EXERCISE OBJECTIVE: Which lines below contain the word "emblem"? Gather each of them.

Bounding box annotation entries

[start]

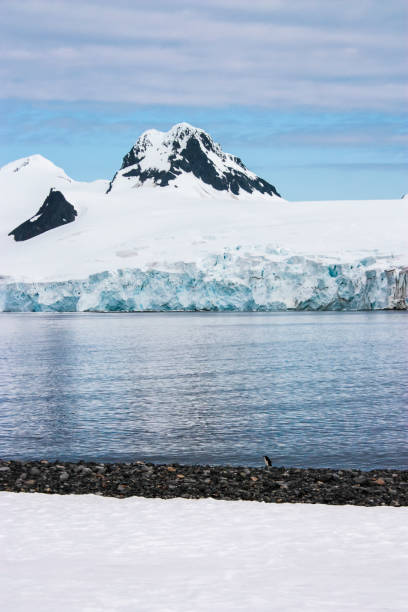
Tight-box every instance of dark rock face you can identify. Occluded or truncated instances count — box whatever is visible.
[0,460,408,506]
[108,127,279,196]
[9,189,78,242]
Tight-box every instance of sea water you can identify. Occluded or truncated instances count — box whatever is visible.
[0,312,408,469]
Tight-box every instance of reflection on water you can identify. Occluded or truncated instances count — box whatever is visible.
[0,312,408,469]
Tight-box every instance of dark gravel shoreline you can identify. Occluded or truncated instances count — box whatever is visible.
[0,460,408,506]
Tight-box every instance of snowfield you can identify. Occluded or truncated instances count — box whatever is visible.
[0,132,408,311]
[0,492,408,612]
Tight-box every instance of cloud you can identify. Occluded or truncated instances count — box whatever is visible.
[0,0,407,111]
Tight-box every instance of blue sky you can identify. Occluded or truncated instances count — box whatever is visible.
[0,0,408,199]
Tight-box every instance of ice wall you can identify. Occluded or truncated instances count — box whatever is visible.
[0,252,408,312]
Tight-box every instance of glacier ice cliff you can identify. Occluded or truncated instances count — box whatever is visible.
[0,252,408,312]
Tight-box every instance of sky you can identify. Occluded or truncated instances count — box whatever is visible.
[0,0,408,200]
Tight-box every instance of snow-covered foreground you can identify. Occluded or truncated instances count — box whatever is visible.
[0,493,408,612]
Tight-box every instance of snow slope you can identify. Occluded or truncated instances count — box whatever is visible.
[0,492,408,612]
[0,130,408,311]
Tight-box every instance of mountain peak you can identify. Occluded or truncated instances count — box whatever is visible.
[108,123,279,197]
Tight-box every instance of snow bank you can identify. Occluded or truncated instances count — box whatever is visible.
[0,493,408,612]
[0,149,408,311]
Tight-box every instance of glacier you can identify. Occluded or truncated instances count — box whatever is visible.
[0,251,408,312]
[0,124,408,312]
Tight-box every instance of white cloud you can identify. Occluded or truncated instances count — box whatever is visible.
[0,0,407,110]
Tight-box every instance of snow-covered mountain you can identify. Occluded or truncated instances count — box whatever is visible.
[108,123,279,198]
[0,124,408,311]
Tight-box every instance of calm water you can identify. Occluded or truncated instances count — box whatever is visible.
[0,312,408,469]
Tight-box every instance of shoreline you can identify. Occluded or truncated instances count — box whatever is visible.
[0,460,408,507]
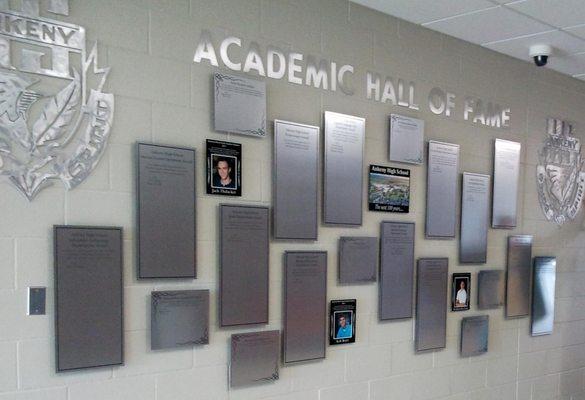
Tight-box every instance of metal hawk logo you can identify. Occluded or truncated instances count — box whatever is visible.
[536,119,585,225]
[0,0,114,200]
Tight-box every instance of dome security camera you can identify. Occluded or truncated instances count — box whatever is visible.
[530,44,553,67]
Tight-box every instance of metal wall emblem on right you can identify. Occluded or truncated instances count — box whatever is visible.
[536,118,585,225]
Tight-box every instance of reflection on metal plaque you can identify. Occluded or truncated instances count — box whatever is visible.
[536,118,585,225]
[0,0,114,200]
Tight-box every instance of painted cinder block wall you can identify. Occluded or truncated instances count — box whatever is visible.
[0,0,585,400]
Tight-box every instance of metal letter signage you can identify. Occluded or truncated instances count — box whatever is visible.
[536,118,585,225]
[0,0,114,200]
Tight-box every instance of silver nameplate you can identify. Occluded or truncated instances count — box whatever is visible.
[219,204,269,326]
[273,120,319,240]
[283,251,327,363]
[136,143,197,278]
[425,140,459,239]
[492,139,522,228]
[323,111,366,225]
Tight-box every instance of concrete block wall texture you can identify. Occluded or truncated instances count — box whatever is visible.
[0,0,585,400]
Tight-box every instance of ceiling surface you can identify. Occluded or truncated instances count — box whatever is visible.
[351,0,585,80]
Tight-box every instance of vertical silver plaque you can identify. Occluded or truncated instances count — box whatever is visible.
[506,235,532,318]
[425,140,459,239]
[378,221,414,320]
[531,257,557,336]
[273,120,319,240]
[459,172,490,264]
[323,111,366,225]
[54,226,124,372]
[283,251,327,363]
[219,204,269,326]
[461,315,490,357]
[136,143,196,278]
[492,139,522,228]
[477,270,506,310]
[229,331,280,388]
[415,258,449,351]
[150,290,209,350]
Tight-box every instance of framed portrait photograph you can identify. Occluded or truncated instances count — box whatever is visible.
[329,299,356,345]
[207,139,242,196]
[451,273,471,311]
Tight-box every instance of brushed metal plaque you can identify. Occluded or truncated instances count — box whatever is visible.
[339,236,378,284]
[531,257,557,336]
[461,315,490,357]
[150,290,209,350]
[273,120,319,240]
[492,139,522,228]
[323,111,366,225]
[283,251,327,363]
[506,235,532,318]
[477,270,506,310]
[54,226,124,372]
[425,140,459,239]
[229,331,280,388]
[415,258,449,351]
[219,204,269,326]
[459,172,490,264]
[136,143,196,279]
[378,221,414,320]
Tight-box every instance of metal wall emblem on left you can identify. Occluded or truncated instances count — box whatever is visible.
[0,0,114,200]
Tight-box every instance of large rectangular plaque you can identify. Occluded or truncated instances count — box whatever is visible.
[378,221,414,320]
[323,111,366,225]
[531,257,557,336]
[425,140,459,239]
[54,226,124,372]
[283,251,327,363]
[229,331,280,387]
[459,172,490,264]
[273,120,319,240]
[137,143,196,278]
[415,258,449,351]
[477,270,506,310]
[506,235,532,318]
[461,315,490,357]
[150,290,209,350]
[492,139,522,228]
[219,204,269,326]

[end]

FINAL RESULT:
Tight-box every instance of metal wall emblem on right you can identify. Occluded or truncated instances count — box whatever is visible.
Tight-box every instance of metal wall emblem on left you can identify. Occluded or truncated instances count — box whatever is visible.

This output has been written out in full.